→ Selected excerpt
※

Quick reads about
health topics in the news
Osteoporosis and men
Osteoporosis, a disease that causes bones to weaken and sometimes break, is often thought of as a “women’s disease,” but it poses a significant threat to more than 2 million men in the United States, according to the National Institutes of Health.
After age 50, 6 percent of all men will experience a hip fracture and 5 percent will have a spinal fracture as a result of osteoporosis, NIH has reported.
Osteoporosis in men “is an area, you could say, that’s forgotten almost,” said Bob Schmaltz, radiology assistant with Altru Health System in Grand Forks, N.D.
About 12 million American men are at risk of osteoporosis, he said.
— Grand Forks Herald
Mental health matters
A new analysis by Oregon State University researchers of California’s mental health system finds that comprehensive, community-based mental health programs are helping people with serious mental illness make the transition to independent living.
The analysis was published in the October issue of the American Journal of Public Health.
In November 2004, California voters passed the Mental Health Services Act, which allocated more than $3 billion for comprehensive community mental health programs. While community-based, these programs are different from usual mental health services programs in most states because they provide a more intensive level of care and a broader range of mental health services and supports, such as medication management, crisis intervention, case management and peer support.
“We found that these programs promoted independent living in the community among people who had serious mental illness but had not been served or underserved previously,” said Jangho Yoon, an assistant professor of health policy and health economist in OSU’s College of Public Health and Human Sciences and lead author of the study.

※

→ Records from a data source
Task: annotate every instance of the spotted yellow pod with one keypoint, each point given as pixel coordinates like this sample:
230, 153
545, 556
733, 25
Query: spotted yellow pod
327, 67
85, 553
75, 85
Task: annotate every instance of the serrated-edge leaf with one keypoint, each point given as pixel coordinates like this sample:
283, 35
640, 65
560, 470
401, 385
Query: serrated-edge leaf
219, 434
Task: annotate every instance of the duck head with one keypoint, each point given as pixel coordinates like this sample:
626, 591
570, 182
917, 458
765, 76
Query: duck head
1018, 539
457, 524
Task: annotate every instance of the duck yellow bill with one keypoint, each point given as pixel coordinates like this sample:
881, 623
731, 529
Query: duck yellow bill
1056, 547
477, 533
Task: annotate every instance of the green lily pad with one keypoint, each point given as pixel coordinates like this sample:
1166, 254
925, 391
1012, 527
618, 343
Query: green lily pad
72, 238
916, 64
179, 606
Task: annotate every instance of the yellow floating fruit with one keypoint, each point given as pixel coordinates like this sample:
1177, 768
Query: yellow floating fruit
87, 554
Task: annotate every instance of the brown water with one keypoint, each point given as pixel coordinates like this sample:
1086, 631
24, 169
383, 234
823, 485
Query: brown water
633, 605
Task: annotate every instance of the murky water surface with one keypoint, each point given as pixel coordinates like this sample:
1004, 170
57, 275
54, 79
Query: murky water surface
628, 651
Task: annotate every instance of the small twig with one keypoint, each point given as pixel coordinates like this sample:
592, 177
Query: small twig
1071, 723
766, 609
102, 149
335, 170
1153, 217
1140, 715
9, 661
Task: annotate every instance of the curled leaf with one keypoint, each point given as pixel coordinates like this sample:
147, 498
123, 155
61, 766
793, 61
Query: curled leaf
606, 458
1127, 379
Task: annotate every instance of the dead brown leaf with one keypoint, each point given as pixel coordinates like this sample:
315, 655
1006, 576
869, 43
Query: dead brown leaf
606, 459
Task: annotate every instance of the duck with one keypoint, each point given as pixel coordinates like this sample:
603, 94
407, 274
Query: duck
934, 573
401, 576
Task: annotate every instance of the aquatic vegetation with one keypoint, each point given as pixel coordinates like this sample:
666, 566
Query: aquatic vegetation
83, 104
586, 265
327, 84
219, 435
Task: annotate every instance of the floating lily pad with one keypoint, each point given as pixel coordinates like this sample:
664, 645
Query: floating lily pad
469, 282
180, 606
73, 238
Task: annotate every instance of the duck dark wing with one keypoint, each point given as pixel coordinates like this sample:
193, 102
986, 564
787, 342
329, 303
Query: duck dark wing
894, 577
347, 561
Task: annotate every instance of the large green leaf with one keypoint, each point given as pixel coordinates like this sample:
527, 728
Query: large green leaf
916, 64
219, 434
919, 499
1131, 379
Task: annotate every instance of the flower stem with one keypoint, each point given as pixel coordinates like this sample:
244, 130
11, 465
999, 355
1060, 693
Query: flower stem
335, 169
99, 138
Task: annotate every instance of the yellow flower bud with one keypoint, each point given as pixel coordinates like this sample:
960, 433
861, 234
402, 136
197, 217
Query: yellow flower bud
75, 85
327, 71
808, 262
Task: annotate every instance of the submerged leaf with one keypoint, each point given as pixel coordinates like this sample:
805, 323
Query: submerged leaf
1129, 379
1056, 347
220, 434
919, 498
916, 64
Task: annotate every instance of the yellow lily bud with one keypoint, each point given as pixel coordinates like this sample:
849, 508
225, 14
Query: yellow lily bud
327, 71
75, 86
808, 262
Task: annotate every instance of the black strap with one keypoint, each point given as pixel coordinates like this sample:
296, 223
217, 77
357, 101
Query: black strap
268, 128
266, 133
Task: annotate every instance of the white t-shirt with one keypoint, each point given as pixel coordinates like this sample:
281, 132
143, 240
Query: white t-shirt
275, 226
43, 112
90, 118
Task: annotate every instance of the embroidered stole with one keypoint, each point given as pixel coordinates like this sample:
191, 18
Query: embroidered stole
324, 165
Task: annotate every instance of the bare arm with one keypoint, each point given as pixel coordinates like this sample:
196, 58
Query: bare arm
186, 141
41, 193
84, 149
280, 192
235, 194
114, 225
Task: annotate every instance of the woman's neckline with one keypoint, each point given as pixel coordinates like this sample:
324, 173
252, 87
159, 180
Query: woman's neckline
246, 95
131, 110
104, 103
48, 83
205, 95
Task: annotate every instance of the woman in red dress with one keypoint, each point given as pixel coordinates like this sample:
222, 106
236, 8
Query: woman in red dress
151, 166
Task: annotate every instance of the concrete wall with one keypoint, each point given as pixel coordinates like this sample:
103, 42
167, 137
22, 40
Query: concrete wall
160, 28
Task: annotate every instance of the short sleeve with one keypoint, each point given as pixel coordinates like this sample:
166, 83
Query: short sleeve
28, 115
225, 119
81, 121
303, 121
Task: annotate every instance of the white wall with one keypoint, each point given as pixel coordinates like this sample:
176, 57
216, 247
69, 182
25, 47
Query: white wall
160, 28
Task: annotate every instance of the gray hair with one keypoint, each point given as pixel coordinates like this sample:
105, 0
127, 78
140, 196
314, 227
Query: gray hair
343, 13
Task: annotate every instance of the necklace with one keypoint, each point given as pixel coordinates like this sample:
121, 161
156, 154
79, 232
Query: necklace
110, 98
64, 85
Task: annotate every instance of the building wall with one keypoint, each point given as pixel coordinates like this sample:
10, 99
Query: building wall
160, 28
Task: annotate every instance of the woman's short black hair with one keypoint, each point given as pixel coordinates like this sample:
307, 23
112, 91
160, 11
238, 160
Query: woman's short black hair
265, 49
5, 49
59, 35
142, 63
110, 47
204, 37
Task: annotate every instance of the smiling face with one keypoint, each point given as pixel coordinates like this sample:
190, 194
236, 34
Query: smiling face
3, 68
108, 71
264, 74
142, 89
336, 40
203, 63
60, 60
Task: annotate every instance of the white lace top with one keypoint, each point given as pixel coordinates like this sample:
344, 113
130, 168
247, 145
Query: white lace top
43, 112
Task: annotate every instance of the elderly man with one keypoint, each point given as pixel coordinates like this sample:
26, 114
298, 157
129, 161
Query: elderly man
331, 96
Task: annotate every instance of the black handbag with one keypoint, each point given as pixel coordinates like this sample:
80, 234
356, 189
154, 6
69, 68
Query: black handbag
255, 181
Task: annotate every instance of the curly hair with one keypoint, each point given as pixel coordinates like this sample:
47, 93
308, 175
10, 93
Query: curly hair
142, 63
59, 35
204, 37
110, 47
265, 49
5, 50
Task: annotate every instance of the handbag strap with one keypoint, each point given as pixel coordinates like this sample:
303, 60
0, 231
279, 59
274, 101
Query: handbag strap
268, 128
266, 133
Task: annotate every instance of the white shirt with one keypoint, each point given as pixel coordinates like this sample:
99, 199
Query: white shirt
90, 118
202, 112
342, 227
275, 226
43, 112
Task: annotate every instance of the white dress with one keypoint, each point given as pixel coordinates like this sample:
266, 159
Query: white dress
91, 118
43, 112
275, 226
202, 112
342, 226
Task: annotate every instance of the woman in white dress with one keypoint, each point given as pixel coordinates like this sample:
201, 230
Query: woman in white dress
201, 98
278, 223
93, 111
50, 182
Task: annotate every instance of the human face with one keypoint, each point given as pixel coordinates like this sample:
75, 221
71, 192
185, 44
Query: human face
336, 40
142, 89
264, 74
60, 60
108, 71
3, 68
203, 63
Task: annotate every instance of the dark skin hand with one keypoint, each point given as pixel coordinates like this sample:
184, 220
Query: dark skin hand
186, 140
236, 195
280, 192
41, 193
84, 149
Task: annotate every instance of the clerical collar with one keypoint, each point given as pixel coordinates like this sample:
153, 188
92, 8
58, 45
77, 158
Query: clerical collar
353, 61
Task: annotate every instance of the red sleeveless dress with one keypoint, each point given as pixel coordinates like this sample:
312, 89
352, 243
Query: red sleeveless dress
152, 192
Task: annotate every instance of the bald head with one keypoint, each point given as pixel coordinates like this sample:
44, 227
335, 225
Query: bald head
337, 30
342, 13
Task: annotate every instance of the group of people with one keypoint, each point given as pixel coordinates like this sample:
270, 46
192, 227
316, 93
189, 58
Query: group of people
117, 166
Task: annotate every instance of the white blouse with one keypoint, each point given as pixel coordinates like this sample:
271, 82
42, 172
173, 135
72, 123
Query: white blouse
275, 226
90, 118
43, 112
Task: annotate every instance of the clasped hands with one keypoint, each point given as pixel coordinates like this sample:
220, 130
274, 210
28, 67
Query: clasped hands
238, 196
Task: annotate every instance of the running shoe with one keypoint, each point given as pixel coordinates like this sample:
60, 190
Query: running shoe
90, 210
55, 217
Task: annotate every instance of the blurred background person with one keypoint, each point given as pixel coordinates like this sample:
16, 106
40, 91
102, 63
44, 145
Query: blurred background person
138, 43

※

→ Things to do
[a] In the health news digest, reproduce the passage that begins with the words "Osteoporosis in men" and ends after the words "osteoporosis, he said.".
[b] According to the health news digest, how much money did the Mental Health Services Act allocate for comprehensive community mental health programs?
[c] Write the next part of the health news digest, picking up after its last sentence.

→ Answers in order
[a]
Osteoporosis in men “is an area, you could say, that’s forgotten almost,” said Bob Schmaltz, radiology assistant with Altru Health System in Grand Forks, N.D.
About 12 million American men are at risk of osteoporosis, he said.

[b] More than $3 billion.

[c]
— Oregon State University
A tag team of two bacteria, one of them genetically modified, has a good chance to reduce or even eliminate the deadly disease African trypanosomiasis, or sleeping sickness, researchers at Oregon State University conclude in a recent mathematical modeling study.
African trypanosomiasis, caused by a parasite carried by the tsetse fly, infects 30,000 people in sub-Saharan Africa each year and is almost always fatal without treatment.
In this research, scientists evaluated the potential for success of a new approach to combat the disease – creating a genetically modified version of the Sodalis bacteria commonly found in the gut of the flies that carry the disease, and using different bacteria called Wolbachia to drive the GMO version of Sodalis into fly populations.
When that’s done, the GMO version of Sodalis would kill the disease-causing trypanosome parasite. According to the analysis published in PLOS Neglected Tropical Diseases, researchers say this should work – and could offer a model system for other tropical, insect-carried diseases.
Jan Medlock, an assistant professor in the OSU Department of Biomedical Sciences, was lead author on the new report.